"""
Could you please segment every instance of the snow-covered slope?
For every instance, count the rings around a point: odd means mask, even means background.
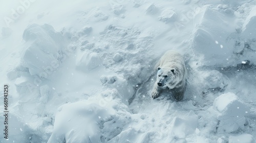
[[[255,1],[14,1],[0,2],[1,142],[256,142]],[[153,100],[171,49],[184,98]]]

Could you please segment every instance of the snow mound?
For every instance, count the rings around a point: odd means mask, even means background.
[[[198,124],[198,116],[193,111],[190,111],[183,118],[175,117],[172,121],[170,133],[166,142],[185,142],[186,137],[195,133]]]
[[[61,33],[49,25],[33,24],[24,31],[23,38],[26,43],[22,52],[22,65],[32,76],[49,78],[48,74],[61,62],[59,52],[65,43]]]
[[[127,106],[118,100],[112,99],[102,105],[95,97],[89,100],[58,108],[48,143],[105,142],[130,122]]]
[[[123,77],[121,76],[105,76],[100,77],[100,81],[103,85],[108,88],[117,90],[117,94],[121,95],[121,99],[126,105],[134,94],[134,89]]]
[[[229,136],[229,143],[255,143],[253,136],[249,134],[244,134],[238,136]]]
[[[227,77],[216,70],[202,73],[207,89],[223,90],[228,85]]]
[[[167,23],[177,20],[178,19],[178,15],[173,10],[167,9],[162,12],[159,18],[160,21]]]
[[[0,120],[1,121],[5,121],[4,118],[5,114],[0,116]],[[1,139],[1,142],[20,142],[20,143],[26,143],[28,142],[28,140],[30,140],[31,138],[31,135],[32,133],[32,130],[28,126],[28,124],[25,122],[23,122],[23,120],[19,117],[19,116],[16,115],[11,112],[8,113],[8,122],[11,124],[9,124],[8,129],[9,134],[7,135],[8,135],[9,140],[7,140],[4,139],[4,135],[6,135],[4,132],[4,133],[1,133],[0,135],[0,138]],[[3,126],[4,128],[5,126]],[[5,128],[2,128],[3,130],[5,130]],[[2,142],[3,141],[3,142]]]
[[[233,20],[229,15],[207,7],[195,16],[192,48],[203,54],[206,65],[221,64],[231,57],[234,41],[229,36],[236,32],[230,25]]]
[[[244,129],[245,116],[249,115],[250,109],[236,94],[221,94],[214,100],[214,108],[219,112],[217,119],[220,121],[220,130],[231,133]]]
[[[86,72],[98,67],[101,63],[98,53],[86,52],[77,58],[76,65],[78,69]]]
[[[256,40],[256,7],[252,8],[250,14],[247,16],[242,28],[241,36],[245,39]],[[256,50],[256,49],[255,49]]]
"""
> **TASK GOAL**:
Please select each line of the entries above that contains the word "instance", treating uppercase and lowercase letters as different.

> **RESULT BELOW**:
Could you please segment every instance of the snow-covered slope?
For every instance, count the rings around a point: odd means mask, even means background.
Could you please segment every instance of the snow mound?
For every instance, count the rings around a point: odd means mask, even means background.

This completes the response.